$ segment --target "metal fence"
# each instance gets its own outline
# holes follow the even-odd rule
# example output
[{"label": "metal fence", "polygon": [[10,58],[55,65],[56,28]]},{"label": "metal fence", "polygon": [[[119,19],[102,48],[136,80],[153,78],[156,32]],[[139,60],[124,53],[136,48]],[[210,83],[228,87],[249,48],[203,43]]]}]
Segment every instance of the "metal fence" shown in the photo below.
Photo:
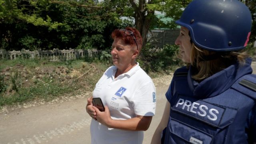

**********

Reproduce the item above word for word, omitting the picture from your reproduction.

$ segment --target "metal fence"
# each instance gets its own outline
# holes follow the even-odd rule
# example output
[{"label": "metal fence", "polygon": [[10,58],[55,65],[56,28]]},{"label": "metal fence", "polygon": [[[119,19],[102,48],[136,80],[153,78],[156,32]],[[139,60],[124,53],[136,48]],[[210,83],[228,87],[249,48],[203,43]]]}]
Segment every instance of the "metal fence" shown in the photo below.
Photo:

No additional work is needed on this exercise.